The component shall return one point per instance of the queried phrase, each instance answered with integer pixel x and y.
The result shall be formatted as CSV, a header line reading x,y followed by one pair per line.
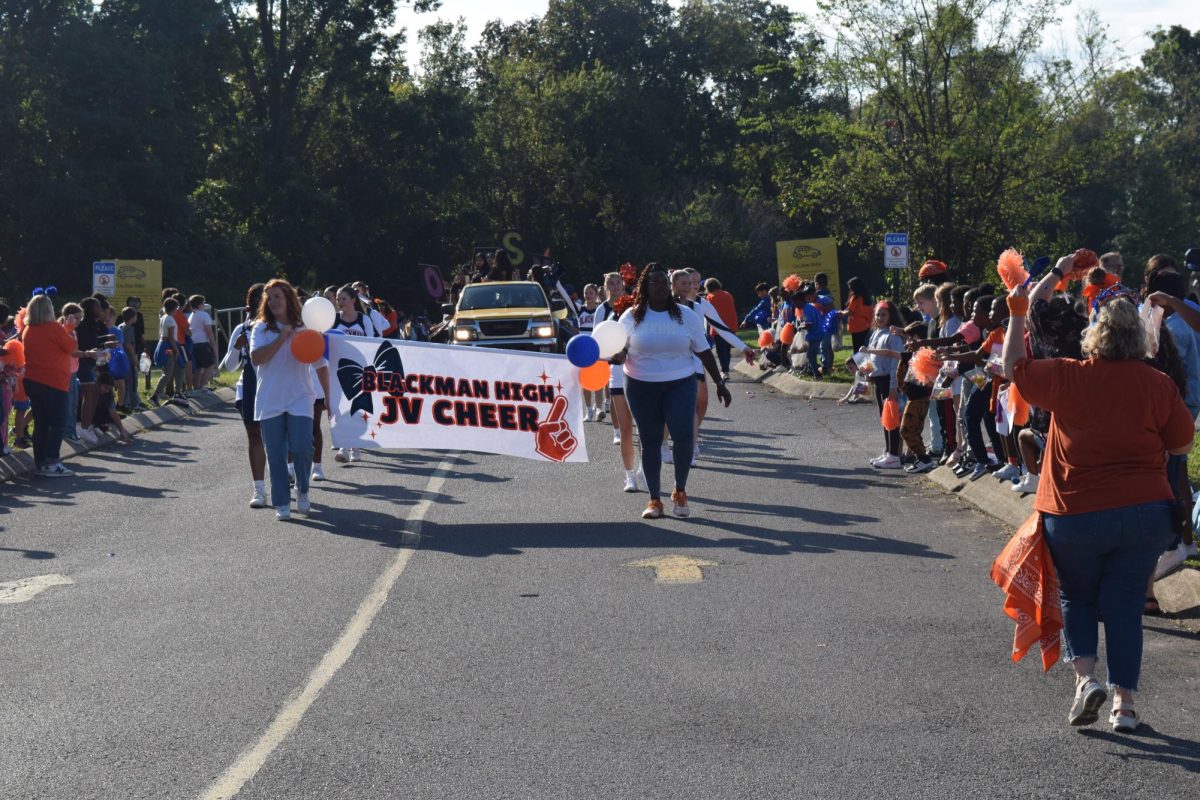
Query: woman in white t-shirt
x,y
285,396
660,382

__________________________________________________

▶ **What the task asks**:
Identify each line in the entries with the word "shall" and copy it.

▶ **Your solution**:
The component shall return one point per instance of the queried phrase, each instance answered with integer pixel x and y.
The result shall be formatted as CSV, a header line reading x,y followed by one pair per line.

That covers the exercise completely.